Problem requirements:
Beneath this task is a listing. State how many of its lines include the string "instance", giving nothing but the number.
_____
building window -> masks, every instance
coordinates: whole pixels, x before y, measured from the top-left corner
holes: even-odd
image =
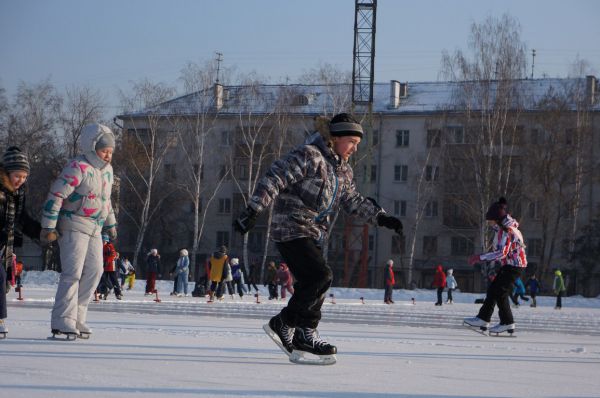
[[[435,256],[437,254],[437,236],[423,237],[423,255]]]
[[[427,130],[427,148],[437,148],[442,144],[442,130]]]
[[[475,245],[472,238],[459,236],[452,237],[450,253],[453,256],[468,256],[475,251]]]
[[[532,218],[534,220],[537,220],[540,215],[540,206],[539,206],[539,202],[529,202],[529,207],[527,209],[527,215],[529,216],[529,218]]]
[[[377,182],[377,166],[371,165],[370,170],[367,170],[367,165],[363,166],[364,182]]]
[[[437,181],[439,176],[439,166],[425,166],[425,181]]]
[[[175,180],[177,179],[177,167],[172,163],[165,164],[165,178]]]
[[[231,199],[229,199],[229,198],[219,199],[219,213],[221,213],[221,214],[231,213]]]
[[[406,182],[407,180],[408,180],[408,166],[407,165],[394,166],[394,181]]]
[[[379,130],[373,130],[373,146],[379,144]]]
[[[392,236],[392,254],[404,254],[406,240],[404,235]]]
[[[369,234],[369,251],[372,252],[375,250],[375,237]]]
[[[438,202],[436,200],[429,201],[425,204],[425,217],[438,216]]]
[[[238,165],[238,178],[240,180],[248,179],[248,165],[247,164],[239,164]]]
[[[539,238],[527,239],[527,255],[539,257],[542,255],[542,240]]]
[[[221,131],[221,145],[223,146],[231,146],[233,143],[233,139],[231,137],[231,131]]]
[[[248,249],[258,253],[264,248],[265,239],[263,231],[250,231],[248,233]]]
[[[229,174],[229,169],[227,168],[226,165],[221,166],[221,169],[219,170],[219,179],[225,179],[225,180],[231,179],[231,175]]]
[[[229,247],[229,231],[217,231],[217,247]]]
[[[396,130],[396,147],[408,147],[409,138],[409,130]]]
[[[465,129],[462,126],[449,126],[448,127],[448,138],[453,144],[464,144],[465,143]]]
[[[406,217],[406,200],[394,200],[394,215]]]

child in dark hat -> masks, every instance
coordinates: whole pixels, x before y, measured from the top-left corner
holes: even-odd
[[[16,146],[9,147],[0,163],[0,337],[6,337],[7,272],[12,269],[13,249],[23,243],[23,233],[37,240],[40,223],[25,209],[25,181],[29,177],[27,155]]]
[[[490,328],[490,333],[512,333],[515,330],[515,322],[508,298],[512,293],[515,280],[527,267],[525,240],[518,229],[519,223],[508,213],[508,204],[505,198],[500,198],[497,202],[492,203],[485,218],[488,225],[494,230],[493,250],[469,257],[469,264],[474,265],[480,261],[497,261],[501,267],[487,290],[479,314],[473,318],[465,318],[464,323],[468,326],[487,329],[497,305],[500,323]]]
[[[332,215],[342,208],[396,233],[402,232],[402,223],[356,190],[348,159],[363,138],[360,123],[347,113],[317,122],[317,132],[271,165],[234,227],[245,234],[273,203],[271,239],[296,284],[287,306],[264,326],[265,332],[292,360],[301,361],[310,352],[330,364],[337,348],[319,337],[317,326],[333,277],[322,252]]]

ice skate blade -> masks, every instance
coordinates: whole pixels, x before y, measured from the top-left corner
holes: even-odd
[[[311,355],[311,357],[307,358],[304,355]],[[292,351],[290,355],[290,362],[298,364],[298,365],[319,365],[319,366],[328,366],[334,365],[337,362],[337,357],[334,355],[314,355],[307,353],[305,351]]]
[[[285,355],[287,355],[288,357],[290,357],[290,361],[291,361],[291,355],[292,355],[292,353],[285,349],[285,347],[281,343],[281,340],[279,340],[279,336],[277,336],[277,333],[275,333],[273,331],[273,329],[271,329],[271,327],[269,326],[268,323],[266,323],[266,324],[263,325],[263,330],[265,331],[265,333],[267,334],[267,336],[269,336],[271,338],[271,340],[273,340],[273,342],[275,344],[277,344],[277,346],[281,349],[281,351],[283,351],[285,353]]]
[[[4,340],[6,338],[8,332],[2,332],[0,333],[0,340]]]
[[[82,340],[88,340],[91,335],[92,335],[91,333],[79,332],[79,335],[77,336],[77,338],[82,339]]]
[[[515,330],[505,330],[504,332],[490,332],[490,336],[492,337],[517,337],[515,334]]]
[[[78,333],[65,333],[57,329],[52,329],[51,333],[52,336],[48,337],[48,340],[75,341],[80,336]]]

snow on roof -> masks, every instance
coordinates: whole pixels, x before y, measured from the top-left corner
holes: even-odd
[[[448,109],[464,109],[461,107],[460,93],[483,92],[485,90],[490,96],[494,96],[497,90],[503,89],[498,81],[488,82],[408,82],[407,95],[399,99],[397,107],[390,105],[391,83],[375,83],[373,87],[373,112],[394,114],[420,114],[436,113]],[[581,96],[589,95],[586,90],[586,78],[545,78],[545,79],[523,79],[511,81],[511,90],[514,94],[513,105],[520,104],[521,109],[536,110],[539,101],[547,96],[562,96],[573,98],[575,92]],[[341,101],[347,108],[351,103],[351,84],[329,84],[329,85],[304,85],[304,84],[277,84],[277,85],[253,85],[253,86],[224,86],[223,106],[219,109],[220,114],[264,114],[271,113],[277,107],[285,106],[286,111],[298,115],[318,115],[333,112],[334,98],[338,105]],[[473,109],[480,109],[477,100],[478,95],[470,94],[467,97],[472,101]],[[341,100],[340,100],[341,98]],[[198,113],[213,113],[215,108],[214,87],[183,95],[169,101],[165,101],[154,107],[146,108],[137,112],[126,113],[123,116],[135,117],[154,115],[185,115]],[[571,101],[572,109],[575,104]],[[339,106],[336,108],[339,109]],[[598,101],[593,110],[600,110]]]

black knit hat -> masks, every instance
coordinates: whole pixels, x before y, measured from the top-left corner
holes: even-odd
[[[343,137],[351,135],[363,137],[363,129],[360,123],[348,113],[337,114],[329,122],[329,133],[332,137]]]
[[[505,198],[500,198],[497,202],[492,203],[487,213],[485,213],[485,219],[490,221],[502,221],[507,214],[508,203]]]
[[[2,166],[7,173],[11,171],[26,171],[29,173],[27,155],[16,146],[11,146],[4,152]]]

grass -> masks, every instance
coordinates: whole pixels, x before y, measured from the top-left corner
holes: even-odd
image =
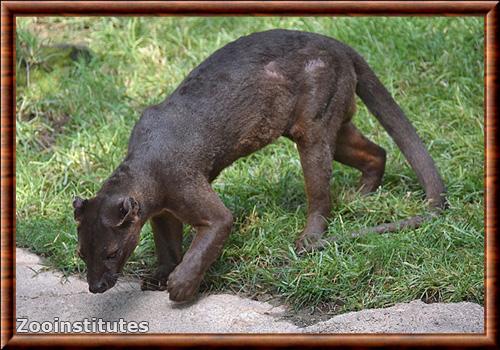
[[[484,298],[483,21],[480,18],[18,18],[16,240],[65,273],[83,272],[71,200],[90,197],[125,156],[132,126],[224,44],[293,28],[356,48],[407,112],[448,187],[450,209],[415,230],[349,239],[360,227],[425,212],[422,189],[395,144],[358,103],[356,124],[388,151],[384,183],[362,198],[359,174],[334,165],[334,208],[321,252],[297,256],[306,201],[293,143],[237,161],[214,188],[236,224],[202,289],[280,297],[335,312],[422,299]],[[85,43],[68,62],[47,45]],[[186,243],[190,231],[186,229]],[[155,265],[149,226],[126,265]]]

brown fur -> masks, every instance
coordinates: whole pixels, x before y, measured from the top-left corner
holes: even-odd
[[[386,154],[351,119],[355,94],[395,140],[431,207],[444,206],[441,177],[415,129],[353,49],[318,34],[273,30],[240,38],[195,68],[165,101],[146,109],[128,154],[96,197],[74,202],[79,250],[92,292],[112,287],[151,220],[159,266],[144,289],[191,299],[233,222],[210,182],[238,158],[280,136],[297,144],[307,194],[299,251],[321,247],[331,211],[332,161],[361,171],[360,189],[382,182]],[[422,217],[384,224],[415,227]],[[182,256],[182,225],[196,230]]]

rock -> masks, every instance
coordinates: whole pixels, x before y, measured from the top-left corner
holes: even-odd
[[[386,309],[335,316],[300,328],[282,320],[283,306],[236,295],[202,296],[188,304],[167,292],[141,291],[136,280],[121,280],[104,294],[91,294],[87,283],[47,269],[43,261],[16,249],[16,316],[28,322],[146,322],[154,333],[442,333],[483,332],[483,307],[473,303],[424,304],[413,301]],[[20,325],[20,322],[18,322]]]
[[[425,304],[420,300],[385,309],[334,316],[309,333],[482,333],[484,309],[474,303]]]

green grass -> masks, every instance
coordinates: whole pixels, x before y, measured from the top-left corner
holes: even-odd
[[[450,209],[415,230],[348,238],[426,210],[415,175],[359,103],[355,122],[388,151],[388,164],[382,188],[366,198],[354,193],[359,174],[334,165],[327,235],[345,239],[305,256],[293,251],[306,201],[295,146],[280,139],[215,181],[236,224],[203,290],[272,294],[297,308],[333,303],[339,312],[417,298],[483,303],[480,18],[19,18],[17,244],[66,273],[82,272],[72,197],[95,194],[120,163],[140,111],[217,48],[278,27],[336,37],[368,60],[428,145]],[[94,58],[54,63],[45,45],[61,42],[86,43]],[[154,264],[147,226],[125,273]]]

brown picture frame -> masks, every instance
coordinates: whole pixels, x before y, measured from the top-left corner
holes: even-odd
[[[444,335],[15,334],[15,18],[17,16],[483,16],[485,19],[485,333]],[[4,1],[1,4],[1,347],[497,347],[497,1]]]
_____
Exercise answer:
10